* _Text passage_:
FedDis: Disentangled Federated Learning for Unsupervised Brain Pathology
Segmentation
- URL: http://arxiv.org/abs/2103.03705v1
- Date: Fri, 5 Mar 2021 14:29:52 GMT
- Title: FedDis: Disentangled Federated Learning for Unsupervised Brain Pathology
Segmentation
- Authors: Cosmin I. Bercea, Benedikt Wiestler, Daniel Rueckert and Shadi
Albarqouni
- Abstract summary: We propose Federated Disentanglement (FedDis) to disentangle the parameter space into shape and appearance.
FedDis is based on the assumption that the anatomical structure in brain MRI images is similar across multiple institutions.
We demonstrate a superior performance of FedDis on real pathological databases containing 109 subjects.
- Score: 12.863361425822314
- License: http://creativecommons.org/licenses/by-nc-nd/4.0/
- Abstract: In recent years, data-driven machine learning (ML) methods have
revolutionized the computer vision community by providing novel efficient
solutions to many unsolved (medical) image analysis problems. However, due to
the increasing privacy concerns and data fragmentation on many different sites,
existing medical data are not fully utilized, thus limiting the potential of
ML. Federated learning (FL) enables multiple parties to collaboratively train a
ML model without exchanging local data. However, data heterogeneity (non-IID)

* _Provided records_:
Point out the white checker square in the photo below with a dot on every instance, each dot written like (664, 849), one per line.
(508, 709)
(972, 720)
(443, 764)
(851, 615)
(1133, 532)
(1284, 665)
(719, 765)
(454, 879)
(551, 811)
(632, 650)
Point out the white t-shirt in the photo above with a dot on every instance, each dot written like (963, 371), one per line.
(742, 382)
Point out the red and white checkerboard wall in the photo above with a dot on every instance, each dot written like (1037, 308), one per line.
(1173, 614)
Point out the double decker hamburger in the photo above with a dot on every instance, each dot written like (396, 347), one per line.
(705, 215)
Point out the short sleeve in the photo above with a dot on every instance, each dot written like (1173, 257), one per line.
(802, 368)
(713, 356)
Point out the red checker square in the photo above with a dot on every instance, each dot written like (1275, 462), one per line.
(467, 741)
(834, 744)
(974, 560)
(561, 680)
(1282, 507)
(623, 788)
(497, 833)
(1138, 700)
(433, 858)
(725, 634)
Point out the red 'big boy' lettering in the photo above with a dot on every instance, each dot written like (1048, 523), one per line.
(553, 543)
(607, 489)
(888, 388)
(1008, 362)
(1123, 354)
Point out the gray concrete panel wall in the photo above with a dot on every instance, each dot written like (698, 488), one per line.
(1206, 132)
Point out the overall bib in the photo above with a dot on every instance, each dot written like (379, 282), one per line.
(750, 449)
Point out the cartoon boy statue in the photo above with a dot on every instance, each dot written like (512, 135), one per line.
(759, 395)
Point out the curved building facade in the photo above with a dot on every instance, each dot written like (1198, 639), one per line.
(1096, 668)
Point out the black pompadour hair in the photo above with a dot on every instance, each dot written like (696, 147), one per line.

* _Your assignment_: Copy everything in the FedDis text from "FedDis is based" down to "containing 109 subjects.", renaming "institutions" as "hospitals". The rows play no part in what is asked.

* _Reply_:
FedDis is based on the assumption that the anatomical structure in brain MRI images is similar across multiple hospitals.
We demonstrate a superior performance of FedDis on real pathological databases containing 109 subjects.